TEXT EXCERPT »

»»

/expected-goals-thesis

A repository for analysis on Expected Goals using StatsBomb and Wyscout data

Primary LanguageJupyter NotebookMIT LicenseMIT

  • expected-goals-thesis

A repository for analysis on Expected Goals using StatsBomb and Wyscout data.

StatsBomb data

This repository assumes that the StatsBomb open-data has already been cloned to a local directory.

To run the notebooks

All of the notebooks can be run from an Anaconda environment.

To install the environment yourself use the Anaconda Prompt. Run the following command from the expected-goals directory:

conda env create -f environment.yml

Activate the new environment from the prompt:

conda activate expected-goals

Load Jupyter Notebook from the prompt:

jupyter notebook

1. Data Loading

The data are from StatsBomb open-data and Wyscout.

««

According to the repository text, which command activates the new environment from the Anaconda Prompt?

DATA EXTRACT »
»»

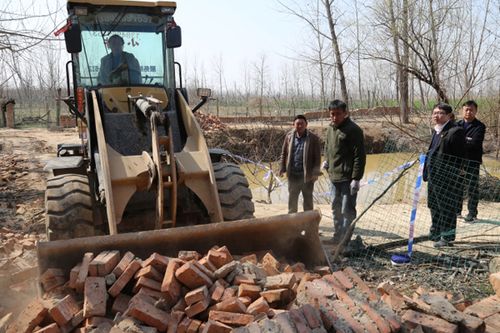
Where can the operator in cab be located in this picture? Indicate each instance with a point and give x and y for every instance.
(119, 67)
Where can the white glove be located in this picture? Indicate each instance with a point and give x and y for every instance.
(354, 186)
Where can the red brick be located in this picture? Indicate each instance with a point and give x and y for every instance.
(52, 278)
(230, 318)
(170, 285)
(232, 304)
(495, 282)
(229, 293)
(343, 279)
(196, 308)
(249, 290)
(52, 328)
(73, 275)
(64, 310)
(205, 262)
(175, 319)
(300, 322)
(124, 278)
(153, 293)
(372, 296)
(412, 319)
(193, 326)
(204, 269)
(141, 307)
(148, 283)
(346, 315)
(258, 306)
(270, 264)
(123, 263)
(95, 297)
(312, 316)
(224, 270)
(184, 325)
(196, 295)
(484, 308)
(251, 258)
(149, 272)
(73, 323)
(277, 295)
(104, 263)
(120, 304)
(216, 327)
(219, 257)
(84, 271)
(280, 281)
(158, 261)
(32, 315)
(216, 291)
(188, 255)
(190, 276)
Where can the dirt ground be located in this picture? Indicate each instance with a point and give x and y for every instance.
(23, 154)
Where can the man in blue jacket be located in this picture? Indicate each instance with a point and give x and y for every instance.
(474, 137)
(442, 171)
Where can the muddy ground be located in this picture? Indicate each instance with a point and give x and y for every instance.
(23, 154)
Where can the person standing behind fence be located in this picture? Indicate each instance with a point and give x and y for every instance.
(345, 160)
(474, 137)
(300, 160)
(442, 172)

««

WRITTEN RESPONSE » conda activate expected-goals